▶ **COMPITI DA SVOLGERE**
1 > Secondo il brano, quale Paese veniva dapprima dileggiato e criticato per le sue misure da Stato totalitario e successivamente imitato?
2 > Riproduca fedelmente la parte del brano compresa tra "Da Casnigo quindi" e "successo faceva scuola.", estremi inclusi.

▶ **BRANO DA LEGGERE**
______
Da Casnigo quindi arriva un urlo muto, esce dalla bara di un prete che ha chiuso la sua vita legandola ad una buona azione. Un’azione che però non avrebbe avuto bisogno di compiere se in dieci anni la sanità non avesse perduto 70.000 posti letto, non avesse visto il taglio di 37 miliardi o la chiusura di numerosi ospedali, la riduzione del personale, il non investimento in strutture necessarie a tutelare la salute dei cittadini.

Oggi, di tutto questo, il virus del terrore ci sta presentando il conto. Ma invece che prenderne atto e, di conseguenza, prendere i rimedi sanitari immediati, si prendono misure poliziesche che un popolo terrorizzato non solo accetta ma addirittura richiede. La stessa Cina, che dapprima veniva dileggiata e criticata per le sue misure da Stato totalitario, successivamente veniva imitata. Il suo successo faceva scuola.
______
▶ **DATI DA ESAMINARE**

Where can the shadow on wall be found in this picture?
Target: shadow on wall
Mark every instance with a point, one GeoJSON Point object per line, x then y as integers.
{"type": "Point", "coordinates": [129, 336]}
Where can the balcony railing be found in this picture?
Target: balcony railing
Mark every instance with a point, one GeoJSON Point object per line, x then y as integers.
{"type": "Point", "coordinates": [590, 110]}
______
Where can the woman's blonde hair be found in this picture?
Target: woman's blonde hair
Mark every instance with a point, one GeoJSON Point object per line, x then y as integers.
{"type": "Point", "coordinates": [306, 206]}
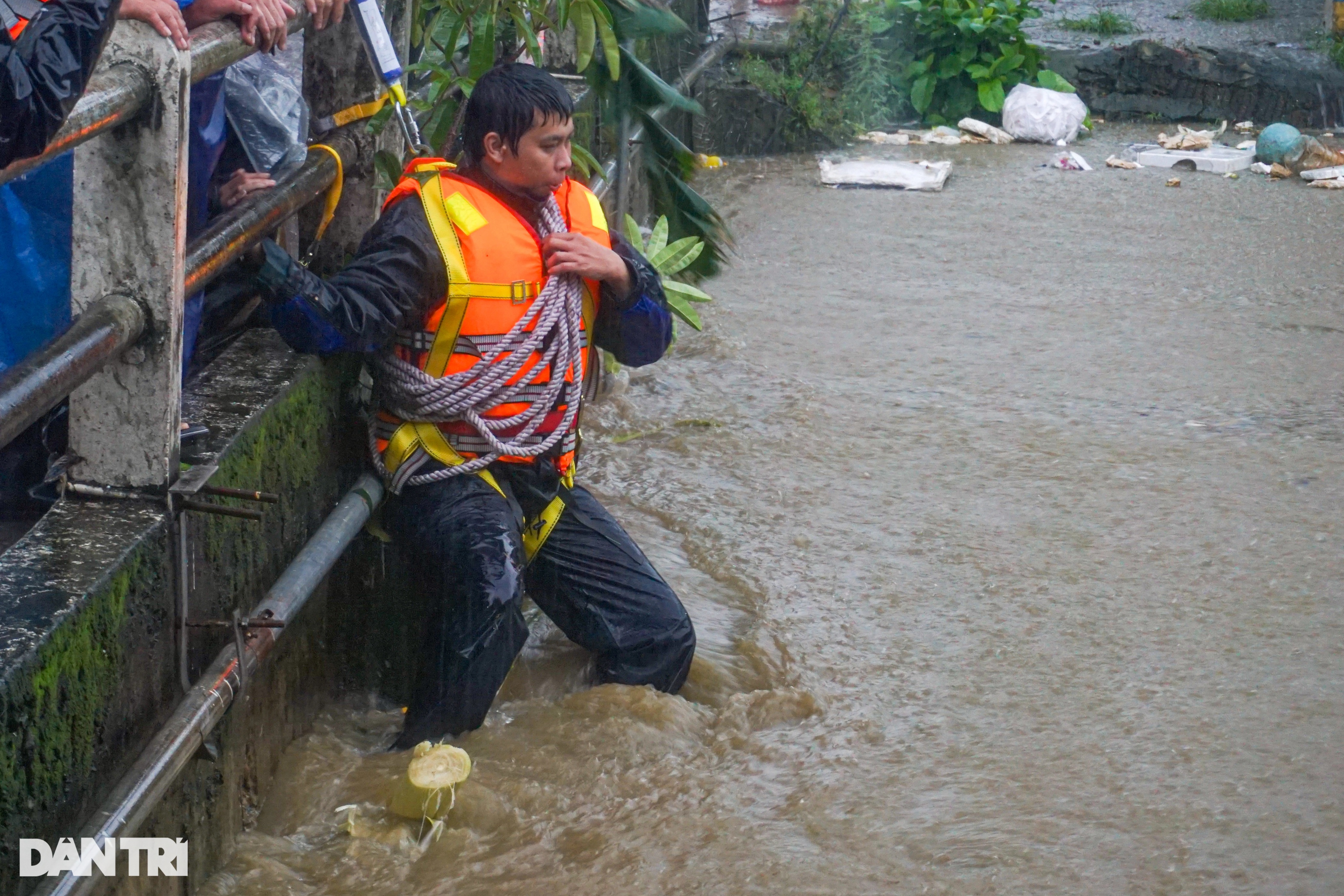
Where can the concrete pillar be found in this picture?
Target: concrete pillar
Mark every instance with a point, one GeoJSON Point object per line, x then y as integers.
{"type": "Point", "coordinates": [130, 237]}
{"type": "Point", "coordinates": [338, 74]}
______
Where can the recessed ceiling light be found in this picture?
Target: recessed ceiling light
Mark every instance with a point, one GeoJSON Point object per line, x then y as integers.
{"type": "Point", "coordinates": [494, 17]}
______
▶ **SOLUZIONI DELLE ATTIVITÀ**
1 > La Cina.

2 >
Da Casnigo quindi arriva un urlo muto, esce dalla bara di un prete che ha chiuso la sua vita legandola ad una buona azione. Un’azione che però non avrebbe avuto bisogno di compiere se in dieci anni la sanità non avesse perduto 70.000 posti letto, non avesse visto il taglio di 37 miliardi o la chiusura di numerosi ospedali, la riduzione del personale, il non investimento in strutture necessarie a tutelare la salute dei cittadini.

Oggi, di tutto questo, il virus del terrore ci sta presentando il conto. Ma invece che prenderne atto e, di conseguenza, prendere i rimedi sanitari immediati, si prendono misure poliziesche che un popolo terrorizzato non solo accetta ma addirittura richiede. La stessa Cina, che dapprima veniva dileggiata e criticata per le sue misure da Stato totalitario, successivamente veniva imitata. Il suo successo faceva scuola.